YOUR ASSIGNMENT
Copy out all the entries exactly.

(Dataset items)
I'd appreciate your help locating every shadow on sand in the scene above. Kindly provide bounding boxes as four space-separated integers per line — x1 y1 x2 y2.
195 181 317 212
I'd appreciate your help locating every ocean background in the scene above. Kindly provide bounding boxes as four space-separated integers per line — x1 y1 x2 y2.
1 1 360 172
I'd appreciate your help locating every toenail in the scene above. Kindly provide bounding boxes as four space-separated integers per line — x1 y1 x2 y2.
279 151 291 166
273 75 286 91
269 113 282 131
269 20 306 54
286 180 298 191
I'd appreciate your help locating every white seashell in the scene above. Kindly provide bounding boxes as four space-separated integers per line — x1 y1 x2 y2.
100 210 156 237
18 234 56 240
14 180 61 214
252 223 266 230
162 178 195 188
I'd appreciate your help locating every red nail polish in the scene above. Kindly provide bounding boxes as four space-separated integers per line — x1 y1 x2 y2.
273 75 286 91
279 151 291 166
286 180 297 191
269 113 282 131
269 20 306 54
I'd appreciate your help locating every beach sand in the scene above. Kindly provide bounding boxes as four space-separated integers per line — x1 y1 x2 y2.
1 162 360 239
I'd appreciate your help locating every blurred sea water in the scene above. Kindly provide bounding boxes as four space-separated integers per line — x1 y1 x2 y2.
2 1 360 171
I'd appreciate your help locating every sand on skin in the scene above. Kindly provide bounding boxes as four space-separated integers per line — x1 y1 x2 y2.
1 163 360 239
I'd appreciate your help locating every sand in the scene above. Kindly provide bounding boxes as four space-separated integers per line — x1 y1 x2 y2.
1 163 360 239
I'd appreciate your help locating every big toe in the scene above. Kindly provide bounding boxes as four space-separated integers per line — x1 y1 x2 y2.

ANSWER BOX
I'd appreciate your help locating every shadow on sand in the scene above. Kindly provide bounding boxes as four space-separated integers per line — x1 y1 x2 y2.
195 181 317 212
I'd appreciate your help locating every ocean background in the scene above. Kindly provide bounding boxes as four space-separated integers per line — x1 y1 x2 y2.
1 1 360 172
I'd appreciate your help locating every toenail in the scene above. Kindly provide bounding boxes as four space-separated integers per line — x1 y1 x2 y2.
279 151 291 166
273 75 286 91
269 113 282 131
269 20 306 54
286 180 298 191
I'd appreciate your help locating every white seashell in the scene above. Kindly provide bounding boxes as four space-separated integers per line — x1 y1 x2 y2.
100 210 156 237
18 234 56 240
14 180 61 214
252 223 266 230
162 178 195 188
I'd appreciate your help locating every red nail polish in the scene above. Kindly provide bounding boxes as four space-separated integers per line — x1 y1 x2 y2.
273 75 286 91
279 151 291 166
286 180 297 191
269 113 282 131
269 20 306 54
I'd appreciate your help locating every beach sand in the scene above. Kindly provide bounding boxes as four space-separated integers per line — x1 y1 x2 y2.
1 162 360 239
I'd appreciate your help locating every blurred sea water in the scene above. Kindly provide bounding boxes as four space-separated integers per line — x1 y1 x2 y2.
2 1 360 171
I'd appreciate your help locating every sand on skin in the scene above. Kindly provide bounding boxes as four space-separated integers per line — x1 y1 x2 y2.
1 163 360 239
I'd appreciate your help locating every sand in the scene above. Kindly provide bounding boxes as four space-separated integers per line — x1 y1 x2 y2.
1 163 360 239
I'd appreciate your help locating every big toe in the scene above. Kindly provide bounding boxes as four space-separated integers per line — x1 y1 x2 y2.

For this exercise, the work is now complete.